- Task instructions -
Using the entries below, transcribe exactly the line containing "Wanted | a point on the antenna" and each line that follows it to the end.

- Location identification entries -
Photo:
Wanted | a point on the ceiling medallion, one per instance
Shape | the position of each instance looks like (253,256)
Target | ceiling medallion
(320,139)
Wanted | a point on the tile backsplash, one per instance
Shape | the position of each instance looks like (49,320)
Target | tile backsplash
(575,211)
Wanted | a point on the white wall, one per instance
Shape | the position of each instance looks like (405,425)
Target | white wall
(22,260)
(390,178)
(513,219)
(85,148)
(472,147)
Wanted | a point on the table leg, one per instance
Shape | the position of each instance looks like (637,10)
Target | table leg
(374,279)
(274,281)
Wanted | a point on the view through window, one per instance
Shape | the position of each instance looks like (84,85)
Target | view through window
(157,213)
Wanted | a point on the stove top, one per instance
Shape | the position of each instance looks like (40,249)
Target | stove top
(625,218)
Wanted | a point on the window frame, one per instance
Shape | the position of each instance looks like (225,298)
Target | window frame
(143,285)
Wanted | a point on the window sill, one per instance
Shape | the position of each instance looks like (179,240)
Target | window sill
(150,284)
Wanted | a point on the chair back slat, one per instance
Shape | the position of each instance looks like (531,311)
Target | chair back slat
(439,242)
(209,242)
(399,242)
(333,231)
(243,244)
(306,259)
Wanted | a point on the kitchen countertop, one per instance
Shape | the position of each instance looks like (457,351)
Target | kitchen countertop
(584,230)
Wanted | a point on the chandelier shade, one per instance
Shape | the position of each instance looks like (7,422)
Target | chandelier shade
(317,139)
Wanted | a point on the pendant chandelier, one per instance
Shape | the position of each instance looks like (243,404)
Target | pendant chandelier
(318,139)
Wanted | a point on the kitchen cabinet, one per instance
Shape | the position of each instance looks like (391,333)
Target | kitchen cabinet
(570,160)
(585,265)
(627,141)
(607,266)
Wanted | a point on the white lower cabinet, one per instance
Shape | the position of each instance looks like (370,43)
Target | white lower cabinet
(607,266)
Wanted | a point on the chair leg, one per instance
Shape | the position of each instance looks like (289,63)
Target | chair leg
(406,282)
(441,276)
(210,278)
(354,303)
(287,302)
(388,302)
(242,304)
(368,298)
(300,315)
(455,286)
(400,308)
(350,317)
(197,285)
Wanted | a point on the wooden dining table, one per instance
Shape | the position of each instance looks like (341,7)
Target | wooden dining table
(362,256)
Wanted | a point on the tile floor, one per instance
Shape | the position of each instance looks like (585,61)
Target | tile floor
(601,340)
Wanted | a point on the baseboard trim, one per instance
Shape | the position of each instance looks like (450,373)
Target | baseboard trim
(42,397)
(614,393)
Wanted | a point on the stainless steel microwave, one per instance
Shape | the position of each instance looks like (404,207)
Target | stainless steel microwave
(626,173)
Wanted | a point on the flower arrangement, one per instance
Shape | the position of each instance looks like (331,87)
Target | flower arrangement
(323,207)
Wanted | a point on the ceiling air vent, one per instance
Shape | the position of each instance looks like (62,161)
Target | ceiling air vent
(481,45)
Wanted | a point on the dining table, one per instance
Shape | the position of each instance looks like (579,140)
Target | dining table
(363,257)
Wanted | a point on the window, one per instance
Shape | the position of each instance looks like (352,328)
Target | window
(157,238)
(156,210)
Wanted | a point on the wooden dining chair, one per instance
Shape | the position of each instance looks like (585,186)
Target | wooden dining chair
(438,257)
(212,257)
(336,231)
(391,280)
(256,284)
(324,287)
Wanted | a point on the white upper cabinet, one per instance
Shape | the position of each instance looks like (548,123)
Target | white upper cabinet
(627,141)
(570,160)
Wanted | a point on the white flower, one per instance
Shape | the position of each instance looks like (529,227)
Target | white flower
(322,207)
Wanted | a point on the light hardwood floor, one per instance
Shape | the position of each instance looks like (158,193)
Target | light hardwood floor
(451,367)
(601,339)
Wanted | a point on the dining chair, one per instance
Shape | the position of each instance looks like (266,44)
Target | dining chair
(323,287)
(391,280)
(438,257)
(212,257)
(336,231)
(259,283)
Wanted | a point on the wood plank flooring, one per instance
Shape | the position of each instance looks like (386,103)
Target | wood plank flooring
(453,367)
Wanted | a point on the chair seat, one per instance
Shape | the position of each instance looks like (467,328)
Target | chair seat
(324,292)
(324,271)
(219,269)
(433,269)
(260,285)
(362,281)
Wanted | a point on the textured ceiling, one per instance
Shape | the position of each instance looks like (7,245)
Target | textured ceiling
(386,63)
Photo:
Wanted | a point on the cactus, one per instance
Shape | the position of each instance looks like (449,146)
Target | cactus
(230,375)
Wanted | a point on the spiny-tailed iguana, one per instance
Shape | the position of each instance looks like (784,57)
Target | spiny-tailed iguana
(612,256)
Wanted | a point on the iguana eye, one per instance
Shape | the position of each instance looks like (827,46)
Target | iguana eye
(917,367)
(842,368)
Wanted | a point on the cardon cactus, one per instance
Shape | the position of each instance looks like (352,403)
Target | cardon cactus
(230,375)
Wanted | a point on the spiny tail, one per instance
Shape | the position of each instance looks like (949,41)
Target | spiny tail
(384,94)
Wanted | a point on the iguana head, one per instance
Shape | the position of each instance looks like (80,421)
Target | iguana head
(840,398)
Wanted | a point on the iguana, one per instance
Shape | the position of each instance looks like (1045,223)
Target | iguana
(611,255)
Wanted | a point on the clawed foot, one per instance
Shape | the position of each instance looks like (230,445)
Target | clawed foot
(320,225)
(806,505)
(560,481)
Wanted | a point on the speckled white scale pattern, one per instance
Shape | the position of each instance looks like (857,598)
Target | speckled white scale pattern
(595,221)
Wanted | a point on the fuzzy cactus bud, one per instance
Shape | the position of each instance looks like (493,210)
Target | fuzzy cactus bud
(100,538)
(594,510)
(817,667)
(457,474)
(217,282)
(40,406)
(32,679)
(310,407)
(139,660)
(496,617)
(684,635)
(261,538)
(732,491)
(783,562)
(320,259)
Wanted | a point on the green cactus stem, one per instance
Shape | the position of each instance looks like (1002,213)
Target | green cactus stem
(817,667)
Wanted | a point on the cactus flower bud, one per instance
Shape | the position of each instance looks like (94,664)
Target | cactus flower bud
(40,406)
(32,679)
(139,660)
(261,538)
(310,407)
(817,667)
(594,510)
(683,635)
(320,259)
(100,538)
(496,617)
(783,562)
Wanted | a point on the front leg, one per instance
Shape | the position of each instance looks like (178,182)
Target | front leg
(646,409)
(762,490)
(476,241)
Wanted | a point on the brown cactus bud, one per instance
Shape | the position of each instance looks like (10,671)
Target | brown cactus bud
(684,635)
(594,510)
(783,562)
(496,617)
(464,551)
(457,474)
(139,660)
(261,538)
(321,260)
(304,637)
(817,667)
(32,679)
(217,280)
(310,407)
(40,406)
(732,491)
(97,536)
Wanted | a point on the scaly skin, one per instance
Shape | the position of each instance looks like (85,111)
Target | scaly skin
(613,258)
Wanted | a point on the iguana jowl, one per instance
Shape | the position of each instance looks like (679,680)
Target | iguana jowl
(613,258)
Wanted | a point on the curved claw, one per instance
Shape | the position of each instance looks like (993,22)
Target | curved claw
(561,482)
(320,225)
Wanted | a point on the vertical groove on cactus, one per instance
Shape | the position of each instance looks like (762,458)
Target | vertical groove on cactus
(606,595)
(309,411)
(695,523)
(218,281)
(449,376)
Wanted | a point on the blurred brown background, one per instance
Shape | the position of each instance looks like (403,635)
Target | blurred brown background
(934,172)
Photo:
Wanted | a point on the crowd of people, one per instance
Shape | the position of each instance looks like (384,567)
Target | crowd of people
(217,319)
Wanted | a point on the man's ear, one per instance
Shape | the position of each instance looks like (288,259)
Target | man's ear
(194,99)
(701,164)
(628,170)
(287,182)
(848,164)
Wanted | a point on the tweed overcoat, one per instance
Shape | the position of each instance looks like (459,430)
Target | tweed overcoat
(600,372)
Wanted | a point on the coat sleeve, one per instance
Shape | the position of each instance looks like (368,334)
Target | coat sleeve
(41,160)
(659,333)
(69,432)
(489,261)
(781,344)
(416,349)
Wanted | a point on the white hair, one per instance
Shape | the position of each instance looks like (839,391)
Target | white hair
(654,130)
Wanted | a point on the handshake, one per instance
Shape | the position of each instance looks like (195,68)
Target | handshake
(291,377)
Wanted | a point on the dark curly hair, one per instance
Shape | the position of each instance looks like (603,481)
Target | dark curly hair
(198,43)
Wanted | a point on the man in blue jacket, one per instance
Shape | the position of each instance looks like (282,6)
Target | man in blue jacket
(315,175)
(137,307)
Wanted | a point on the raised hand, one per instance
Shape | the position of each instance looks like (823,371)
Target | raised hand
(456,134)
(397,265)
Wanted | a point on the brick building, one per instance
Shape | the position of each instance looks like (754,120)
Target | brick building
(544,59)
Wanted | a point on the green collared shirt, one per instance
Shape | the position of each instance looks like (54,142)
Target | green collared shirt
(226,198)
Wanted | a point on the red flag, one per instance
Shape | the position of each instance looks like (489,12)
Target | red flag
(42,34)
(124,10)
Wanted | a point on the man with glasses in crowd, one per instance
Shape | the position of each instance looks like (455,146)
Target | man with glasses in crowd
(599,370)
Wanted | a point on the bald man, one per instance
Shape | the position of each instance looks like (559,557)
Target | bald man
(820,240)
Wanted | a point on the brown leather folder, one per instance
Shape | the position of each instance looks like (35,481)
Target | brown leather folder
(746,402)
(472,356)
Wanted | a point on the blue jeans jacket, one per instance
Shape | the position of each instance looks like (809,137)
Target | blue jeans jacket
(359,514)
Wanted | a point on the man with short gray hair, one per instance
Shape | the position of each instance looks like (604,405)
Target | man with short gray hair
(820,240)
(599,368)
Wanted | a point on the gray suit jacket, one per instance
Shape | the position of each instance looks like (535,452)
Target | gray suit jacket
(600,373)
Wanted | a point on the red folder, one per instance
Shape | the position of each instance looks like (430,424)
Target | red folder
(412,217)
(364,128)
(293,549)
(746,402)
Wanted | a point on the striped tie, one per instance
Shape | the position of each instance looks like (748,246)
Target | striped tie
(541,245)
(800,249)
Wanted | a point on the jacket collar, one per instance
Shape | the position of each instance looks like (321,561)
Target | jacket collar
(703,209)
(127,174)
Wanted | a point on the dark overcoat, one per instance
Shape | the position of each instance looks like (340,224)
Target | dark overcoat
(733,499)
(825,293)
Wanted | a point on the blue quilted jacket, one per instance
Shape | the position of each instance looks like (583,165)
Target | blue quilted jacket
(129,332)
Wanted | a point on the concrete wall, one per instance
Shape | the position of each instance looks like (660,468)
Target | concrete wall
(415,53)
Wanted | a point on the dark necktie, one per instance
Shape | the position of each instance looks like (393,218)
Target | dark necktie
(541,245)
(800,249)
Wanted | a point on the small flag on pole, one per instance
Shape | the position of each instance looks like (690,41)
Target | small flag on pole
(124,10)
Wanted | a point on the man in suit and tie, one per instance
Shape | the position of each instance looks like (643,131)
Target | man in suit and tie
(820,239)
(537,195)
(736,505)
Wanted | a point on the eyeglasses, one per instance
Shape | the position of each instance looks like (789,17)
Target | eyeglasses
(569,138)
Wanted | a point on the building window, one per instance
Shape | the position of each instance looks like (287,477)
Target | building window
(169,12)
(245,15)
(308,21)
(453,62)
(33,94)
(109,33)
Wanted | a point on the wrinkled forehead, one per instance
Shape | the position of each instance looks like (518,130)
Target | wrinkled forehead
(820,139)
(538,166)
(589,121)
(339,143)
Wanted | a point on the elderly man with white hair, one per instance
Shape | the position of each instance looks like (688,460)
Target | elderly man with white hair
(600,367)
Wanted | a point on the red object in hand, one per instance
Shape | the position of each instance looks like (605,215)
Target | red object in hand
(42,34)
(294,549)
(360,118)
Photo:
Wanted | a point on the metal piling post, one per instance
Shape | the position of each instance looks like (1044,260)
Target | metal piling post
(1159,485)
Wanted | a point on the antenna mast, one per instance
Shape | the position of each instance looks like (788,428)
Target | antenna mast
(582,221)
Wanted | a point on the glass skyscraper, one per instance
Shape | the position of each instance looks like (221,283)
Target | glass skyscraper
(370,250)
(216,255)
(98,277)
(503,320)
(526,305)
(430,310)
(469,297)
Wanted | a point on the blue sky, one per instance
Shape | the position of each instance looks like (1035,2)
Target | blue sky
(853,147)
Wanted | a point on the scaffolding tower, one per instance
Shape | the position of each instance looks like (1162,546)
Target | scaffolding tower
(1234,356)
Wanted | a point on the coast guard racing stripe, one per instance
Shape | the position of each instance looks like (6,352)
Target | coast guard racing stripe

- Answer to this problem -
Wanted | a point on the antenna mast, one per instance
Shape | the position of each instance looks like (788,428)
Target | antenna mast
(582,221)
Wanted | a point on the glass skyscraper, one per instance
Shape | the position of each instance looks like (221,283)
Target | glass skyscraper
(370,250)
(216,255)
(98,277)
(503,320)
(526,305)
(430,310)
(469,297)
Wanted | a point on the blue sky, one per instance
Shape | the position of each instance looks like (1035,2)
Target | blue sky
(853,147)
Wanted | a point on the scaffolding tower, one per instance
Shape | the position of each instance looks like (1162,546)
Target | scaffolding tower
(1234,356)
Wanted | a point on the coast guard racing stripe, one per instance
Shape | the position of each instance looks like (6,352)
Target | coast guard racing stripe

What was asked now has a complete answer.